● **Request**: Update the items below by changing each "Target" to "Object" and leaving the rest untouched.

● **Saved entries**:
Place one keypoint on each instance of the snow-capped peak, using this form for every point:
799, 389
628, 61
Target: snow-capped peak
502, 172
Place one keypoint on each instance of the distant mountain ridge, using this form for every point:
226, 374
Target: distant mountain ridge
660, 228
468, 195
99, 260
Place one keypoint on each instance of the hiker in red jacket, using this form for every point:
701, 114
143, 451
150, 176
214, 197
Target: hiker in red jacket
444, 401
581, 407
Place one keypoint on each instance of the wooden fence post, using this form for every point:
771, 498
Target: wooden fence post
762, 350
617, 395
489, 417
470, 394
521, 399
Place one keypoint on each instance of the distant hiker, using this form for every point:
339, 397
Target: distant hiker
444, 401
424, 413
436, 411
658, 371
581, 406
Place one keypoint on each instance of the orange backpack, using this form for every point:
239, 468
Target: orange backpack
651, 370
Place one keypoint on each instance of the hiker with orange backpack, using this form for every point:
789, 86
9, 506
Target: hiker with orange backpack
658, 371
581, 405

● **Worked answer**:
Place one keypoint on each instance of the snow-capped peak, using this form for every point:
799, 389
628, 61
Object: snow-capped peak
502, 172
Place one keypoint on each instance of the distant mountain ridge, using this form for every point:
226, 374
Object: distant mountain ridge
660, 228
468, 195
99, 260
Place one keypoint on each instance of the hiker in red jacket, using this form for every point:
701, 114
143, 451
150, 176
214, 197
Object: hiker in red jacket
444, 401
581, 407
Place one keypoint on each instance of the wooden fence post, using this form for every point:
771, 498
Object: wooden fence post
762, 350
617, 395
489, 417
470, 394
521, 399
Place one keypoint on each instance of the distant hiker, using this form for every point:
339, 397
Object: distant hiker
444, 401
424, 413
436, 411
658, 371
581, 406
Place one keypoint on each instance of the orange backpack, using this form for every point:
239, 468
Object: orange backpack
651, 370
Place one keypoint on each instance of the hiker with orange backpack, using this form for every point:
789, 86
9, 506
Object: hiker with orange backpack
658, 371
581, 405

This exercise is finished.